* BEGIN Extracted text *

We now consider the soliton given by $\hU^{\dagger} \hP_1 \hU$,
where $\hU$ is some unitary operator on $\Hil = \Hil_1 \otimes \Hil_2.$
We are interested in the kinetic energy as a function of $\hU$.
This is more involved than before, so we will work only to second
order with
$$
\hU = e^{i\epsilon\hLam} = 1 + i\epsilon \hLam +
-\frac{1}{2} \epsilon^2 \hLam^2 +
\mathcal{O}(\epsilon^3)
$$
for $\epsilon$ real and small and $\hLam$ Hermitian.
Define
$$
\hLam \ket{0,j} = \sum_{I,i} b^j_{Ii} \ket{I,i}.
$$
Following \cite{GoMiSt},
we now obtain the effective Hamiltonian for small fluctuations
of the brane.

* END Extracted text *

● **Written problem 1**: Echo every one of the data rows below line for line, without changing anything.
The passage and the rows that follow it are unrelated material.

* BEGIN Exercise input *

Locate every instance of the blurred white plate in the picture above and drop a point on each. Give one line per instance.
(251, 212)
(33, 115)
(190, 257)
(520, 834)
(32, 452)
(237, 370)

* END Exercise input *

● **Written problem 2**: Proceed with the passage on the soliton's kinetic energy under a unitary operator, starting right after its last sentence.

● **Task response 1**:
Locate every instance of the blurred white plate in the picture above and drop a point on each. Give one line per instance.
(251, 212)
(33, 115)
(190, 257)
(520, 834)
(32, 452)
(237, 370)

● **Task response 2**:
In the operator language, the kinetic energy is:
\bear
K &=& -\frac{1}{2\th^2}\sum_{k=1}^2\tr{
\com{\hx_k}{\hPhi}^2 + \com{\hy_k}{\hPhi}^2}
=
\frac{1}{\th^2}\sum_{k=1}^2\tr{
\com{\ha{k}}{\hPhi} \com{\hPhi}{\hadg{k}}}
\nn\\ &=&
\frac{2}{\th}\tr{
\hPhi\hH\hPhi -\sum_{k=1}^2 (\hPhi \ha{k}\hPhi) (\hPhi \hadg{k}\hPhi)}
\nn
\eear
where $\hH$ is the harmonic oscillator Hamiltonian,
$$
\hH \equiv \sum_{k=1}^2 \left(\hadg{k}\ha{k} + \frac{1}{2}\right).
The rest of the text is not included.